▸ Work required
Copy out the listing from the line containing "on the striped" through its final line, keeping every character unchanged.

= = =

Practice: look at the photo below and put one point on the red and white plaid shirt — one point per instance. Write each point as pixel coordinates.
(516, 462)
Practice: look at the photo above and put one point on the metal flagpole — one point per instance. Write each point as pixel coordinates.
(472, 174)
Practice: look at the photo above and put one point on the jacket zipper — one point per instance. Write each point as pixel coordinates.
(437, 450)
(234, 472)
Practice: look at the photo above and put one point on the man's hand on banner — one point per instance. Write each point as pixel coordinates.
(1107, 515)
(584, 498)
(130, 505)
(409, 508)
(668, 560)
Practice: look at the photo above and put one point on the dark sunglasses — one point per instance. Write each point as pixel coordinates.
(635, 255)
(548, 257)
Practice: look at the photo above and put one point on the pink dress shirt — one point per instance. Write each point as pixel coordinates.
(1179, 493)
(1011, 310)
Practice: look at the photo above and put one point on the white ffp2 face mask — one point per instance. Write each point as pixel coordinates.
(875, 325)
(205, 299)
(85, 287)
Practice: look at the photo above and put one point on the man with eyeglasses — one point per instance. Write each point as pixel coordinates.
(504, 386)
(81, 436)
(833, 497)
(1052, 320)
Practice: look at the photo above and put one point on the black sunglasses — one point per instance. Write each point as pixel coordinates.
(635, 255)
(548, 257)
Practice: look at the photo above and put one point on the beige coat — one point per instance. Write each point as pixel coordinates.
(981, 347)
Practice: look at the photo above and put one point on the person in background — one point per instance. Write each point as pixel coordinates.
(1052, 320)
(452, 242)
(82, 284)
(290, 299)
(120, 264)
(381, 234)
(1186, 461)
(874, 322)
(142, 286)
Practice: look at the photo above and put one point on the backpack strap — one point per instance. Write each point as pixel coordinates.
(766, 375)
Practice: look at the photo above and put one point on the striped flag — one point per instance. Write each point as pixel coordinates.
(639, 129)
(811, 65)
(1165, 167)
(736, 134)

= = =

▸ Answer in full
Practice: look at the photo above and put one point on the striped flag — one point per instance. Write each point as pixel coordinates.
(639, 129)
(811, 65)
(1165, 167)
(736, 134)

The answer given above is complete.